Task requirements: Please copy the records below word for word, leaving out the pictures.

[Stored data]
···
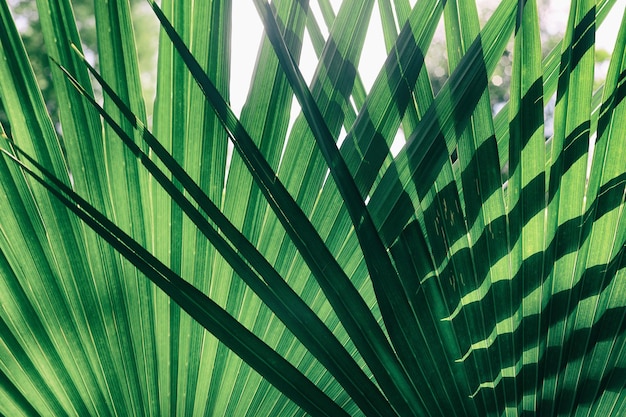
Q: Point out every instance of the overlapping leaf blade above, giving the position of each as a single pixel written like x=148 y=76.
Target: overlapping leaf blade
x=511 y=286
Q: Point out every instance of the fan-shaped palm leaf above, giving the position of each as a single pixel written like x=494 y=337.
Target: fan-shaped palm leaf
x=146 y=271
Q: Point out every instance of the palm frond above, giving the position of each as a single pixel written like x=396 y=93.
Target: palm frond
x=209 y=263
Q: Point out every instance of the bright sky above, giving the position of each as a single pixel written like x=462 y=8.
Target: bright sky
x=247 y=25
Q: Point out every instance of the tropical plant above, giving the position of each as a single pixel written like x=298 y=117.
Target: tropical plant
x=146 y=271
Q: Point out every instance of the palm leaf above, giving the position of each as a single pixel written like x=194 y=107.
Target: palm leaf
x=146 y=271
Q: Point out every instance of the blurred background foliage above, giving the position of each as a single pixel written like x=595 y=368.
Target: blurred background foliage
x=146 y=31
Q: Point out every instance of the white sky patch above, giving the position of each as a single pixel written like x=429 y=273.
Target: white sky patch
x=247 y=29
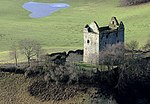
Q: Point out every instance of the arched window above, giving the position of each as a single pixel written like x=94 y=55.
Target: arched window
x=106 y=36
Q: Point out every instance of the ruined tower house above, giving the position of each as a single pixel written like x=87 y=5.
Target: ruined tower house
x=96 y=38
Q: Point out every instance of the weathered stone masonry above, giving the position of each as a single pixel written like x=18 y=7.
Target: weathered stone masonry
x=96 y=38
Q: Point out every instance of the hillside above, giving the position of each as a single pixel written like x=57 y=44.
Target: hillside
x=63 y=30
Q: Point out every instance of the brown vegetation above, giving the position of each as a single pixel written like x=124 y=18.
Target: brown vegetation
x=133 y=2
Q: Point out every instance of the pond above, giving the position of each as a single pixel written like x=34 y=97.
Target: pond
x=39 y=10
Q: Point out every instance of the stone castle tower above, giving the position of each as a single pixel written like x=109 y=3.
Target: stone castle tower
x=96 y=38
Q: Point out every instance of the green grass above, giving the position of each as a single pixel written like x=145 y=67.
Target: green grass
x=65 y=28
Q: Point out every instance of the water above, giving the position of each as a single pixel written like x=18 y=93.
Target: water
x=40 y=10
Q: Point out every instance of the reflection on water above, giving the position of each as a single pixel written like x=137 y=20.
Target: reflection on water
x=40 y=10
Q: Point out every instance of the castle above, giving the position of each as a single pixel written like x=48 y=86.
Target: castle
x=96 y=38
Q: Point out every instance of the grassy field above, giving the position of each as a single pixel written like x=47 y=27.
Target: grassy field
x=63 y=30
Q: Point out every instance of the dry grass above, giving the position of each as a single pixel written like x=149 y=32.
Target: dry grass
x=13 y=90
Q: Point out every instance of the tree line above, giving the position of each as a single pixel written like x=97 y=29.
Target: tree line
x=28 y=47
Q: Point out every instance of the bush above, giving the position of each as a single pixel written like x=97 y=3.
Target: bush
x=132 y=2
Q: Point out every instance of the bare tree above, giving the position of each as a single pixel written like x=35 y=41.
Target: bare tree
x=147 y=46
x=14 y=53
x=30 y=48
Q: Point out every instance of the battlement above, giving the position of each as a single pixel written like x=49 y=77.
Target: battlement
···
Full answer:
Q: Point out every instance of the overlapping leaf blade above, giving the position of each as a single pixel written like x=148 y=76.
Target: overlapping leaf blade
x=511 y=286
Q: Point out every instance of the fan-shaped palm leaf above, giving the position of each as a single pixel written like x=494 y=337.
Target: fan-shaped palm leaf
x=146 y=271
Q: Point out every instance of the palm frond above, giving the position of each as a single pixel written like x=396 y=93.
Target: palm frond
x=209 y=263
Q: Point out every instance of the bright sky above, giving the position of each as a single pixel written like x=462 y=8.
Target: bright sky
x=247 y=25
Q: Point out every instance of the tropical plant above, giving the position of each as a single pixel written like x=298 y=117.
Target: tropical plant
x=146 y=271
Q: Point out every instance of the palm leaf above, giving the position of each as a single pixel written like x=194 y=107.
Target: palm leaf
x=146 y=271
Q: Point out every instance of the blurred background foliage above, giving the position of each as a single pixel written like x=595 y=368.
Target: blurred background foliage
x=146 y=31
Q: Point out every instance of the white sky patch above, giving the position of each as a single pixel written like x=429 y=273.
Target: white sky patch
x=247 y=29
Q: Point out every instance of the arched window above, giving the position of each as a single pixel written like x=94 y=55.
Target: arched window
x=106 y=36
Q: Point out every instance of the ruined tower house above, giving the position of each as a single pixel written like x=87 y=5.
Target: ruined tower house
x=96 y=38
Q: Point out every instance of the weathered stone masonry above, giving the position of each as a single pixel written like x=18 y=7.
Target: weathered stone masonry
x=96 y=38
Q: Point out every instance of the hillside above, giving the position of each as a single pixel written like x=57 y=44.
Target: hillside
x=63 y=30
Q: Point out every instance of the brown vegetation above, giving the position of each as a single pixel written like x=124 y=18.
Target: brown vegetation
x=133 y=2
Q: Point out every instance of the pond above, giving the position of each as a single pixel written like x=34 y=97.
Target: pond
x=39 y=10
Q: Point out every instance of the stone castle tower above, giving the position of each as a single pixel written like x=109 y=3.
Target: stone castle tower
x=96 y=38
Q: Point out every instance of the green grass above, giving the position of each as a single pixel written like x=145 y=67.
Target: green grass
x=65 y=28
Q: Point out every instance of the water above, giving the position of each as a single pixel written like x=18 y=93.
Target: water
x=40 y=10
Q: Point out every instance of the reflection on water above, giving the position of each as a single pixel written like x=137 y=20.
Target: reflection on water
x=40 y=10
Q: Point out every instance of the castle above, giving the position of each as a single pixel written like x=48 y=86.
Target: castle
x=96 y=38
Q: Point out every instance of the grassy field above, giving the position of each as a single pixel written like x=47 y=27.
Target: grassy field
x=63 y=30
Q: Point out every instance of the dry grass above, giving the position of each as a single pixel written like x=149 y=32.
Target: dry grass
x=13 y=90
Q: Point out every instance of the tree line above, giving the position of each as a single pixel written like x=97 y=29.
Target: tree line
x=28 y=47
Q: Point out every instance of the bush above, giving the position of each as a single pixel written like x=97 y=3.
Target: bush
x=132 y=2
Q: Point out every instance of the bare tree above, giving the position of each as a single pixel written like x=35 y=41.
Target: bare tree
x=147 y=46
x=14 y=53
x=30 y=48
Q: Point out every instance of the battlement above, giving the position of each as a single pixel written like x=49 y=77.
Target: battlement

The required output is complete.